PROBLEM DETAILS – Echo back, word for word, the passage on Front Stage's event booking application requirements.
*** SELECTION
Front Stage has analyzed their requirements regarding hosting outdoor events, also known as weather prep, as well as the need to issue requests to different hotels to have a block of rooms reserved for that event. Weather monitoring is included in the price of an event. Hotel booking and parking are offered as optional services at additional charges.

Analyze the key requirements for this application . The key requirements to consider are:

Processes – The weather prep, hotel rooms request, and parking services functionality must be able to execute independently .

Extensibility – It must be possible to extend the booking application to support different types of venues.

Reporting – Reports for events should be defined that display revenue, cost, and profit (profit by event type)

Data – Facilities users must not be able to see financial information.

UI – Customer quotation, event manager review, and hotel booking screens.

Review any viable alternative designs listing the pros and cons of each to produce a recommendation on the most appropriate case structure for the application. Make a list of questions to ask Front Stage. This may help produce a design that satisfies the current requirements and accommodate future requirements with minimal refactoring.

Detailed Tasks

1 Solution detail

An Event case with subcases is preferred because it:

  • Fully satisfies the application locking requirements
  • Make it easier to satisfy the UI requirement
  • Helps make the application more accommodating to future requirements because subcases offer more specialization options

2 Alternative approaches

Single Case with subprocesses (subflows)

A single Event Case does not satisfy the processes requirements due to locking issues. The extensibility and reporting requirements are easily satisfied, and the UI requirement may be satisfied with independent data objects tracking each hotel. However, extra work is required to update the status of each hotel.

The data requirement could be satisfied by obfuscating the data for the facilities users, but this is not an optimum solution for securing data.

The processes requirement, however, could not be fully satisfied due to case locking since this prevents two users from updating the cases at the same time. Optimistic locking could be implemented in order to remedy the problem, but this may not be an optimum solution since it may detract from the user experience during case processing. This problem may be exacerbated if additional services are added.

Single Case with child cases (subcases)
******
*** RECORDS
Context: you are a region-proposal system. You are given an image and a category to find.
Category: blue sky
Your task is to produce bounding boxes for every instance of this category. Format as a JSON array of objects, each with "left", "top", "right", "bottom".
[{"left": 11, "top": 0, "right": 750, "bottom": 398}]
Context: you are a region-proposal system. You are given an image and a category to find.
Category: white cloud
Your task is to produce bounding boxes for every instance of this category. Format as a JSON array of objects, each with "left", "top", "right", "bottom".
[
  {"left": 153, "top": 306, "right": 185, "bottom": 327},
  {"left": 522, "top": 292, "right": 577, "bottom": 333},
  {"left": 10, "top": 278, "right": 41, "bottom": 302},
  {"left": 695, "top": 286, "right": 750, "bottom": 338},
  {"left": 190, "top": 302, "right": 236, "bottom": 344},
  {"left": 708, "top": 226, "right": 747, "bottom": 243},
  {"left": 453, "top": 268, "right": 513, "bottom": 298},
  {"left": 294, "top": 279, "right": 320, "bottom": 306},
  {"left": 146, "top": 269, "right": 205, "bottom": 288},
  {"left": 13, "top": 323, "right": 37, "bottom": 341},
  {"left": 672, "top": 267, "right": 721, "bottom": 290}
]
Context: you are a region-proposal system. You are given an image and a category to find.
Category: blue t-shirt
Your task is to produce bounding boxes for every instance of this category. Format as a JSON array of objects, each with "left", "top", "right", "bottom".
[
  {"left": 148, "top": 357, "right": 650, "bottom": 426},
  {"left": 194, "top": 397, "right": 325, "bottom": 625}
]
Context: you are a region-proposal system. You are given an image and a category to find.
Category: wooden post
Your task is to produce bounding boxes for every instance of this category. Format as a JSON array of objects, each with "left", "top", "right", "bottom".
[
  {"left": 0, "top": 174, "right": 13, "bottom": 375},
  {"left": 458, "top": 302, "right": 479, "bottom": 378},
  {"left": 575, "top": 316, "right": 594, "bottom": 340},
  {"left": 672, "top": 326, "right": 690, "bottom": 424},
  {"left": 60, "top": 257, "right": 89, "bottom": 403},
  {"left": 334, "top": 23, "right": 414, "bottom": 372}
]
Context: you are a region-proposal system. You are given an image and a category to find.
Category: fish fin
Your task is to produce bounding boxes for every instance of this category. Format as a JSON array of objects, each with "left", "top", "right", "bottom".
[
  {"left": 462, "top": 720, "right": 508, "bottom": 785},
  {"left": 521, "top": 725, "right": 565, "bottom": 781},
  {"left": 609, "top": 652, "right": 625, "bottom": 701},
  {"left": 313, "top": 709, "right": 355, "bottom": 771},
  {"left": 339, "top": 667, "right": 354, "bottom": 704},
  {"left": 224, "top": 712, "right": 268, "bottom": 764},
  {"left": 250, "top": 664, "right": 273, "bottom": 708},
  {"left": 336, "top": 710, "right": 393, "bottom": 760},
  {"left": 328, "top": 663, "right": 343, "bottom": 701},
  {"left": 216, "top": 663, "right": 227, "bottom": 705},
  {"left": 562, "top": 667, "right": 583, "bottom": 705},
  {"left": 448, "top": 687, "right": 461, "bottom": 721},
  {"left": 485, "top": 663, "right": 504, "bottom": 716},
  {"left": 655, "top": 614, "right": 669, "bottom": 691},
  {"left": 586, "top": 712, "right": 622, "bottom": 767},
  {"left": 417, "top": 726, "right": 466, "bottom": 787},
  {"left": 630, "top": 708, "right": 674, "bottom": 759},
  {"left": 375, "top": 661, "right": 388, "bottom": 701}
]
******
CORRECT RESPONSE –
Front Stage has analyzed their requirements regarding hosting outdoor events, also known as weather prep, as well as the need to issue requests to different hotels to have a block of rooms reserved for that event. Weather monitoring is included in the price of an event. Hotel booking and parking are offered as optional services at additional charges.

Analyze the key requirements for this application . The key requirements to consider are:

Processes – The weather prep, hotel rooms request, and parking services functionality must be able to execute independently .

Extensibility – It must be possible to extend the booking application to support different types of venues.

Reporting – Reports for events should be defined that display revenue, cost, and profit (profit by event type)

Data – Facilities users must not be able to see financial information.

UI – Customer quotation, event manager review, and hotel booking screens.

Review any viable alternative designs listing the pros and cons of each to produce a recommendation on the most appropriate case structure for the application. Make a list of questions to ask Front Stage. This may help produce a design that satisfies the current requirements and accommodate future requirements with minimal refactoring.

Detailed Tasks

1 Solution detail

An Event case with subcases is preferred because it:

  • Fully satisfies the application locking requirements
  • Make it easier to satisfy the UI requirement
  • Helps make the application more accommodating to future requirements because subcases offer more specialization options

2 Alternative approaches

Single Case with subprocesses (subflows)

A single Event Case does not satisfy the processes requirements due to locking issues. The extensibility and reporting requirements are easily satisfied, and the UI requirement may be satisfied with independent data objects tracking each hotel. However, extra work is required to update the status of each hotel.

The data requirement could be satisfied by obfuscating the data for the facilities users, but this is not an optimum solution for securing data.

The processes requirement, however, could not be fully satisfied due to case locking since this prevents two users from updating the cases at the same time. Optimistic locking could be implemented in order to remedy the problem, but this may not be an optimum solution since it may detract from the user experience during case processing. This problem may be exacerbated if additional services are added.

Single Case with child cases (subcases)